(Stored data entries)
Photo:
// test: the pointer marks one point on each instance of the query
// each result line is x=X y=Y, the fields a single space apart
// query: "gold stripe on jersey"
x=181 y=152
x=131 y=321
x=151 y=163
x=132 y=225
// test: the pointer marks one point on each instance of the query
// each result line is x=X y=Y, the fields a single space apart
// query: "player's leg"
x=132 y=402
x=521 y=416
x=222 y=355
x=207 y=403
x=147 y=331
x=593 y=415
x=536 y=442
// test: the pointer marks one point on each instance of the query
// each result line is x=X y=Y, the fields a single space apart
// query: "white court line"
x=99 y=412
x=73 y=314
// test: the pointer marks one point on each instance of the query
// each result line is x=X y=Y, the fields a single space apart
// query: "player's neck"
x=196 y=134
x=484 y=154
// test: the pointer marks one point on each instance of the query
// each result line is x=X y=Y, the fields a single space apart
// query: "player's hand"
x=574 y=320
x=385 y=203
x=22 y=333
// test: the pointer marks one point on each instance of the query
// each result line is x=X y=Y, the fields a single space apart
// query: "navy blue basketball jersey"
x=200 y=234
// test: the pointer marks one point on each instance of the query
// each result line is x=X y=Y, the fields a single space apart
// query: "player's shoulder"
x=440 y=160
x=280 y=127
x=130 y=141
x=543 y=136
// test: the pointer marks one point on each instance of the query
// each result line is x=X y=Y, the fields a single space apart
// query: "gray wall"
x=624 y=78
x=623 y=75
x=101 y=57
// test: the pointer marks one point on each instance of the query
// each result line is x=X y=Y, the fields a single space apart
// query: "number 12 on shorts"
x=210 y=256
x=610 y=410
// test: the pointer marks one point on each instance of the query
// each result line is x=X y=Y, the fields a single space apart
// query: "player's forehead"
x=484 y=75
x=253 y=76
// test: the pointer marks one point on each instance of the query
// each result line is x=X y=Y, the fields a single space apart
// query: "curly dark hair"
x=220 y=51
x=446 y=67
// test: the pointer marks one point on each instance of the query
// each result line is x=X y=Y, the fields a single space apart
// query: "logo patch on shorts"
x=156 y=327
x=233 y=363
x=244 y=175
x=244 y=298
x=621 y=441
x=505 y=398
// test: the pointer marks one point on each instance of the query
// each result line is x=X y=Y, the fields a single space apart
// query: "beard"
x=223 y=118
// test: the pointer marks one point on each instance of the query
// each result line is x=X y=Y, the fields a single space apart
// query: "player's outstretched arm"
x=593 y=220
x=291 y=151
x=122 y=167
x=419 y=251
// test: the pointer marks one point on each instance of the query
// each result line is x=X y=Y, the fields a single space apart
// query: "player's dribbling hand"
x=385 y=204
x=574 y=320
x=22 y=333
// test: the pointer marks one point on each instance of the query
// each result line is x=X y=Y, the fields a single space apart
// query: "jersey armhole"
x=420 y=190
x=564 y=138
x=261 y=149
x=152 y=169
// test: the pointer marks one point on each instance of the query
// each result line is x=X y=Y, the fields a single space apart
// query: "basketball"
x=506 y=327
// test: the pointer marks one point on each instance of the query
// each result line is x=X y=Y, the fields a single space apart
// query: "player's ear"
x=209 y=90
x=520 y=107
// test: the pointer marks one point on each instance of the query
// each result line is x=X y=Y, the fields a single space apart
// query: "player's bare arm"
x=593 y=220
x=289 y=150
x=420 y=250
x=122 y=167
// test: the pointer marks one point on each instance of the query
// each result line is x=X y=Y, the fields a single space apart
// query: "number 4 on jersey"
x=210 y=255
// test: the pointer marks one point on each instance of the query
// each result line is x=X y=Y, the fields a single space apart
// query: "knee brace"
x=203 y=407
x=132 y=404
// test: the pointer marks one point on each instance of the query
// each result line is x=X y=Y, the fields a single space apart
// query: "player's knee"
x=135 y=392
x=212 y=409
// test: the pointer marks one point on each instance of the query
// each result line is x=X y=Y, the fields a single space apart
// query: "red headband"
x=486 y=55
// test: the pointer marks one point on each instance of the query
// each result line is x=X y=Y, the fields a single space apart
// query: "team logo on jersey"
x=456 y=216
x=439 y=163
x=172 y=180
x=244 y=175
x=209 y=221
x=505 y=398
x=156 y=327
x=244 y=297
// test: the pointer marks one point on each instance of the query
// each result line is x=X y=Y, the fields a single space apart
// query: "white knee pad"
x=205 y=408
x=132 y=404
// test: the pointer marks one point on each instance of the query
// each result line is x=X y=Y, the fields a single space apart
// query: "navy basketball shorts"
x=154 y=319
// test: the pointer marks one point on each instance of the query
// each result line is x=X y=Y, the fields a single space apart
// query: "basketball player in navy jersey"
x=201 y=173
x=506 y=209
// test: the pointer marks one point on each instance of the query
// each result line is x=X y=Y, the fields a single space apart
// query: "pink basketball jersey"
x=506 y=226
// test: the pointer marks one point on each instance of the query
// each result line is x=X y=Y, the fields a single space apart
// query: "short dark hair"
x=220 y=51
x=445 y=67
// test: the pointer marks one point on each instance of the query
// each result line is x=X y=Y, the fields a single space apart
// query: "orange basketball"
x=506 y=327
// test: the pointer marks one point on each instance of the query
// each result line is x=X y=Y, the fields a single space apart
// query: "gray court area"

→ **Assignment**
From top to bottom, repeat the data above without alteration.

→ **Result for this exercise**
Photo:
// test: the pointer marks one point on each instance of the query
// each result line is x=X y=Y, the fields a single space apart
// query: "gold stripe on jersey"
x=181 y=152
x=131 y=321
x=151 y=163
x=132 y=225
// test: the pointer marks one point on each instance of the query
// each result line is x=X y=Y, the fields a single space apart
// query: "player's leg"
x=132 y=402
x=521 y=416
x=222 y=355
x=207 y=403
x=147 y=331
x=593 y=415
x=536 y=442
// test: the pointer marks one point on each instance of the query
// each result line is x=X y=Y, the fields a single space apart
// query: "white court line"
x=99 y=412
x=73 y=314
// test: the pointer marks one point on each instance of the query
// each result line is x=X y=Y, the fields a single space apart
// query: "player's neck"
x=196 y=134
x=484 y=154
// test: the pointer marks one point on each instance of the query
// each result line is x=X y=Y, the fields a single space apart
// query: "player's hand"
x=574 y=320
x=385 y=203
x=22 y=333
// test: the pointer marks one point on each instance of the query
// each result line is x=X y=Y, the fields a single space apart
// query: "navy blue basketball jersey"
x=200 y=234
// test: the pointer marks one point on each instance of the query
// each result line is x=X y=Y, the fields a single space apart
// query: "player's shoulder"
x=440 y=160
x=280 y=127
x=130 y=141
x=543 y=136
// test: the pointer marks one point on each instance of the query
// each result line is x=X y=Y, the fields a single space apart
// query: "gray wall"
x=624 y=78
x=623 y=75
x=101 y=57
// test: the pointer marks one point on each instance of the query
// each result line is x=X y=Y, the fields a single space apart
// query: "number 12 on shorts"
x=210 y=256
x=610 y=410
// test: the pointer marks one point on each instance of the query
// each result line is x=X y=Y, the fields a single space apart
// query: "player's forehead"
x=484 y=75
x=253 y=76
// test: the pointer marks one point on each instance of the query
// each result line is x=X y=Y, the fields a single space apart
// query: "curly dark hair"
x=220 y=51
x=446 y=67
// test: the pointer marks one point on each instance of the query
// each result line is x=X y=Y, the fields a single space apart
// query: "logo patch on shorts"
x=156 y=327
x=233 y=363
x=244 y=175
x=244 y=298
x=621 y=441
x=505 y=398
// test: the pointer marks one point on each instance of the query
// each result line is x=X y=Y, the fields a single space apart
// query: "beard"
x=223 y=118
// test: the pointer marks one point on each instance of the query
// each result line is x=X y=Y, the fields a single space apart
// query: "player's outstretched arm"
x=593 y=220
x=291 y=151
x=122 y=167
x=419 y=251
// test: the pointer marks one point on each instance of the query
// each result line is x=X y=Y, the fields a single space apart
// query: "player's dribbling hand"
x=385 y=204
x=574 y=320
x=22 y=333
// test: the pointer marks one point on each instance of the query
// each result line is x=X y=Y, the fields a single space apart
// query: "jersey armhole"
x=420 y=190
x=564 y=138
x=261 y=149
x=152 y=169
// test: the pointer marks one point on each instance of the query
// each result line is x=X y=Y, the fields a single space apart
// query: "basketball"
x=506 y=327
// test: the pointer marks one point on each instance of the query
// each result line is x=X y=Y, the fields a single space apart
// query: "player's ear"
x=209 y=90
x=520 y=107
// test: the pointer marks one point on each instance of the query
// each result line is x=X y=Y, the fields a single space apart
// query: "player's bare arm"
x=593 y=220
x=289 y=150
x=420 y=250
x=122 y=167
// test: the pointer marks one point on each instance of the query
// each result line is x=X y=Y, the fields a single space apart
// query: "number 4 on jersey"
x=210 y=255
// test: the pointer marks one point on each instance of the query
// each result line is x=X y=Y, the fields a single space apart
// query: "knee brace"
x=203 y=407
x=132 y=404
// test: the pointer marks one point on each instance of the query
// each result line is x=X y=Y, the fields a single space apart
// query: "player's knee"
x=135 y=392
x=212 y=409
// test: the pointer marks one point on each instance of the query
// each result line is x=X y=Y, the fields a single space apart
// query: "red headband"
x=486 y=55
// test: the pointer marks one point on each instance of the query
// each result line is x=X y=Y, the fields a single space apart
// query: "team logo on jersey"
x=456 y=216
x=439 y=163
x=172 y=180
x=244 y=175
x=209 y=221
x=505 y=398
x=156 y=327
x=244 y=297
// test: the pointer marks one point on each instance of the query
// each result line is x=X y=Y, the fields a single space apart
// query: "white knee pad"
x=205 y=408
x=132 y=404
// test: the pointer marks one point on each instance of the query
// each result line is x=X y=Y, the fields a single space apart
// query: "navy basketball shorts"
x=154 y=319
// test: the pointer marks one point on each instance of the query
// each result line is x=X y=Y, the fields a single space apart
// query: "basketball player in navy jersey"
x=201 y=173
x=506 y=209
// test: the pointer marks one point on each instance of the query
// each result line is x=X y=Y, the fields a single space apart
// query: "pink basketball jersey"
x=506 y=226
// test: the pointer marks one point on each instance of the query
// each result line is x=X y=Y, the fields a single space apart
// query: "short dark hair"
x=220 y=51
x=445 y=67
// test: the pointer marks one point on each instance of the query
// each result line is x=X y=Y, the fields a single space apart
// query: "orange basketball"
x=506 y=327
// test: the pointer marks one point on each instance of the query
// each result line is x=X y=Y, the fields a single space apart
// query: "gray court area"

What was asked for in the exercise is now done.